Task description
Return every line of the material below that contains the string "road", copying each one in full.

Supplied information
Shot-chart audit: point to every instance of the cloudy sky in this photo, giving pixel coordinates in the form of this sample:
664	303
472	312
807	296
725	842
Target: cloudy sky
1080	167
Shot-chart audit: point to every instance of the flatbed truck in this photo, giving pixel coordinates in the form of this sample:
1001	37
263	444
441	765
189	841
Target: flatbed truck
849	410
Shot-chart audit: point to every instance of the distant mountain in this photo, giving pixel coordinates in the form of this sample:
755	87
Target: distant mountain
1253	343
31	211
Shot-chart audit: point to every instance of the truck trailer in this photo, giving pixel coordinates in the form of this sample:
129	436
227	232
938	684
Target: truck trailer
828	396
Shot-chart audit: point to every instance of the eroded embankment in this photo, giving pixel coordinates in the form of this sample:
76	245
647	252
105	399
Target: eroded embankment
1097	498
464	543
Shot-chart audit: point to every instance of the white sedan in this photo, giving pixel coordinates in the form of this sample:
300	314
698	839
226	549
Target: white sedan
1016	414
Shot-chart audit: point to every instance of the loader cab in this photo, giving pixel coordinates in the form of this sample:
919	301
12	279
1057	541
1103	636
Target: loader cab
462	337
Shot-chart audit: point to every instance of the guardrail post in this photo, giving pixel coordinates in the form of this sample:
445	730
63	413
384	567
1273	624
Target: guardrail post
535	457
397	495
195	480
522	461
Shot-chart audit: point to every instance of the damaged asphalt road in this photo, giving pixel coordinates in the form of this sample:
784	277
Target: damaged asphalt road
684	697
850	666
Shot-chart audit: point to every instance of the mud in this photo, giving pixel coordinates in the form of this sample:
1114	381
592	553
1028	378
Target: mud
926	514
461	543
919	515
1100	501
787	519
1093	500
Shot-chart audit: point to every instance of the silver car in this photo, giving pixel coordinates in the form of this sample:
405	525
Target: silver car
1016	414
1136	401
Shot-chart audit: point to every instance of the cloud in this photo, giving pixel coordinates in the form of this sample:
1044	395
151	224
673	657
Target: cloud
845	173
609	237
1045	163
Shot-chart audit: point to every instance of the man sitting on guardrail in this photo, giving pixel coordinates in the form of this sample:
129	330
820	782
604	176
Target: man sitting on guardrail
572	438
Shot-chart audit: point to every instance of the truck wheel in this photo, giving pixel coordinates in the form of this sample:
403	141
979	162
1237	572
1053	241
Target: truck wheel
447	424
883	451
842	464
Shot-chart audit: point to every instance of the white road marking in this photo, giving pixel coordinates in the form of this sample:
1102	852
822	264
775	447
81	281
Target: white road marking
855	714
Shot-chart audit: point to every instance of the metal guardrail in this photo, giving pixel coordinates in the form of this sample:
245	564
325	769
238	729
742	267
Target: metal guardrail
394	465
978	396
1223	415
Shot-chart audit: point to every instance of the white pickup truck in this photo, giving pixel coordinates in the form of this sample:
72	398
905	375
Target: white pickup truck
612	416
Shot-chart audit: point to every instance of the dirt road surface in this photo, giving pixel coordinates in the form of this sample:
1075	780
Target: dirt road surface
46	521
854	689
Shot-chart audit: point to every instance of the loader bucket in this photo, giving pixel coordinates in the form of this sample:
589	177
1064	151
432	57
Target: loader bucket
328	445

...

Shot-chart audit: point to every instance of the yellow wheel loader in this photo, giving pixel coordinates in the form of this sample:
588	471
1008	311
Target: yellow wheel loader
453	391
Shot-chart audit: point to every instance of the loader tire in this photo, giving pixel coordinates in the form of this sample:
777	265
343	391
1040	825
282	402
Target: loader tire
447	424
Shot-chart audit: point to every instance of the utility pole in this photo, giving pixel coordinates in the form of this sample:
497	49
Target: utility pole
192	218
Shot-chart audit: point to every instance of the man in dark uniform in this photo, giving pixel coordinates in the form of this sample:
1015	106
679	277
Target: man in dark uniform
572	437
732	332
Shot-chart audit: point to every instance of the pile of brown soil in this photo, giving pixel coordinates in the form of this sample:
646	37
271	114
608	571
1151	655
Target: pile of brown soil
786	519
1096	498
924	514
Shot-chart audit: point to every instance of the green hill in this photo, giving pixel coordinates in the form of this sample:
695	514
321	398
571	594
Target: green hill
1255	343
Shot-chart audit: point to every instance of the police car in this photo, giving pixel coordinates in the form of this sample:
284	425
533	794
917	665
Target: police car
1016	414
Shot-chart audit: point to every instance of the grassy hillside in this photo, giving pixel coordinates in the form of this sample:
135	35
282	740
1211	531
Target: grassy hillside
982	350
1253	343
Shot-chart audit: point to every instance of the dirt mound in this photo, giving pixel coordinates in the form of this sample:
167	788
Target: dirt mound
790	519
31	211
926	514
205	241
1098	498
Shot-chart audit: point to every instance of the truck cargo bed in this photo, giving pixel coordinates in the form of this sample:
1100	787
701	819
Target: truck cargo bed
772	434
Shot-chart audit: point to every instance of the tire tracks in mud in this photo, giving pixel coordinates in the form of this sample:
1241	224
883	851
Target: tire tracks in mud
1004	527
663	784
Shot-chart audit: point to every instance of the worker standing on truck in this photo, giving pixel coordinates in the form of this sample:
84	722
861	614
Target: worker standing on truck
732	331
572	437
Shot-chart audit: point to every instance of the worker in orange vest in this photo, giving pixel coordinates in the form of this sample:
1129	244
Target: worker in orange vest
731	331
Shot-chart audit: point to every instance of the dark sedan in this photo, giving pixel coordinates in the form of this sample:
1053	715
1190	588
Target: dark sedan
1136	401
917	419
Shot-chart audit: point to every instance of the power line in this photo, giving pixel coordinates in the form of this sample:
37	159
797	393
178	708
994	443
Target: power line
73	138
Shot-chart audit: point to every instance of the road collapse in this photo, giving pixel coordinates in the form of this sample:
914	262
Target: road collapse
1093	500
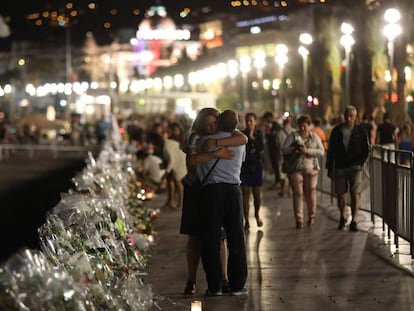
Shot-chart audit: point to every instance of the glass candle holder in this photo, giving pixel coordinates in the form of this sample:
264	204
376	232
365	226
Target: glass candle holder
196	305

Output of the task
Shot-chart audit: point to every instance of the damaged asphalt road in this photo, giving pixel coordinates in the form of this sample:
Target: damaged asphalt road
Shot-chart audit: point to every instance of the white road marking in this photo, giving pixel coordinates in the form of this sample:
Target: white road marking
Shot-chart audit: point to every instance of the dirt road surface in this photo, giving pixel coordinates in the form of this sample:
Target: dirt road surface
Shot-chart audit: point to every instance of the road collapse in this photo, giving pixel coordinates in the form of this sample:
Target: road collapse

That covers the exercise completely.